=== PASSAGE PROVIDED ===

By Chris Wilkerson | Archives
Tapping a new resource: Lucas Jones had to start the catering end of Islands Fresh Mex nine months ahead of schedule because, as he said, "lunch and dinner weren't paying the bills."

Lucas Jones spent about $200,000 on a green
buildout of his fresh mex restaurant on Racine Drive this time last year. But the customers he credits with keeping Islands Fresh Mex open in this tough economy may never see the well-fixtured inside of his place.

Jones said he hadn’t planned on starting the catering end of his business until he’d been open about a year.

But after only three months, he had to rethink his business plan. “By October, we realized that lunch and dinner weren’t paying the bills,” Jones said. “We decided to take on catering.”

Jones said his father, Dr. Ken Jones, a physician at Christiansburg Family Practice in Christiansburg, Va., suggested going after medical catering. Dr. Jones helped locate some Wilmington contacts who could give Islands Fresh Mex Catering a shot.

When the restaurant is a year old next month, catering will have made up about 25 percent of the revenue.  “I may not have been able to survive without it,” he said.

===

LIST OF TASKS
1. Can you revise the Islands Fresh Mex article from "By Chris Wilkerson" up to and including "of his place.", putting "Oleander Drive" in place of "Racine Drive"?
2. How would the article on Islands Fresh Mex and its catering business go on after its final sentence?

=== RECORDS ===

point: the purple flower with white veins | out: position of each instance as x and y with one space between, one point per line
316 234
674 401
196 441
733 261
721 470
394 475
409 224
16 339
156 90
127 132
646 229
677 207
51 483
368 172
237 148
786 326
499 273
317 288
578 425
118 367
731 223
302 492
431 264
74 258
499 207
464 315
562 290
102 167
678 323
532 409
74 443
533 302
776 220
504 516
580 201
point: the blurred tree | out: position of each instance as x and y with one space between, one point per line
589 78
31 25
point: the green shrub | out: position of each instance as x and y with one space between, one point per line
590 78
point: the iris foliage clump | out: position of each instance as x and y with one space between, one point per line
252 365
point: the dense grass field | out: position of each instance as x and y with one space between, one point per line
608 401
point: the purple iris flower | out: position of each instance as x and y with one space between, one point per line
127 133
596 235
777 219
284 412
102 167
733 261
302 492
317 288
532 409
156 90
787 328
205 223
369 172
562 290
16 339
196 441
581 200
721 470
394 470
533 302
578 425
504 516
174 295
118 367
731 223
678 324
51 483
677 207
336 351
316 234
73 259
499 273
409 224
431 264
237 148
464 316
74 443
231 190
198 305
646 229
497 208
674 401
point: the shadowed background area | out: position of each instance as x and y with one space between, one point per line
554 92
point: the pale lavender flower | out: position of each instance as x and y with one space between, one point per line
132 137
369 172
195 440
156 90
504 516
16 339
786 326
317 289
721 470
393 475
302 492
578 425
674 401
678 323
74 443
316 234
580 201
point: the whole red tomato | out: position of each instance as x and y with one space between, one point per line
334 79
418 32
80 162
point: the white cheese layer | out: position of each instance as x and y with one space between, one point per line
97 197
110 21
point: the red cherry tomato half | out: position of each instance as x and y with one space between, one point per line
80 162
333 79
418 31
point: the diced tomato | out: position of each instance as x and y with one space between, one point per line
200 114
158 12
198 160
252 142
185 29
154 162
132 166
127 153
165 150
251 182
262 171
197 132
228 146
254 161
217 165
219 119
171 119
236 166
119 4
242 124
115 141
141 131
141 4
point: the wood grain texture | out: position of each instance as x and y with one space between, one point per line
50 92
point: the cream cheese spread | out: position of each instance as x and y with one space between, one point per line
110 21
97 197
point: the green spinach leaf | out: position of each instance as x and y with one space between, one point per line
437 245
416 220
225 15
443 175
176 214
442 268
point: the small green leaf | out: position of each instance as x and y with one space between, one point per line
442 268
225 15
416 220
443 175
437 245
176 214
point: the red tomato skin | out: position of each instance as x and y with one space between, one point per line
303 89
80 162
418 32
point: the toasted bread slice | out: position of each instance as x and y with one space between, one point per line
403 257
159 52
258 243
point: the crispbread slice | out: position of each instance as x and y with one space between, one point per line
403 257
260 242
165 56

===

OUTPUTS FOR THE TASKS
1.
By Chris Wilkerson | Archives
Tapping a new resource: Lucas Jones had to start the catering end of Islands Fresh Mex nine months ahead of schedule because, as he said, "lunch and dinner weren't paying the bills."

Lucas Jones spent about $200,000 on a green
buildout of his fresh mex restaurant on Oleander Drive this time last year. But the customers he credits with keeping Islands Fresh Mex open in this tough economy may never see the well-fixtured inside of his place.

2.
Islands has nine full-time employees, but Jones hasn’t had to bring on any additional help yet to run the catering side of the business. “I’ve been blessed with really good employees,” he said. He bought a van when he opened, mostly to serve as a traveling billboard for the restaurant. But it has been getting a workout in his first year. He said he can deliver hot meals as far away as Jacksonville.

Jones said he has handled as many as five catering jobs in a day. His target groups are in medicine like drug company representatives explaining new pharmaceuticals to groups of doctors.

He hasn’t yet started aggressively selling or marketing the catering side of the business, relying instead on customer referrals.

“They’d use me once and then they’d use me over and over again,” he said of his clients. He said one loyal customer has spent as much as $15,000 on catering with Islands
since October.

“There are so many options out there,” he said. “You really have to be perfect every time,” to keep clients.
His next step is to begin maketing the catering side of the business and maybe “hire people to promote it and sell it,” he said.

Jones said part of his success has been because his fajita buffet line offers something for a wide variety of tastes and dietary restrictions.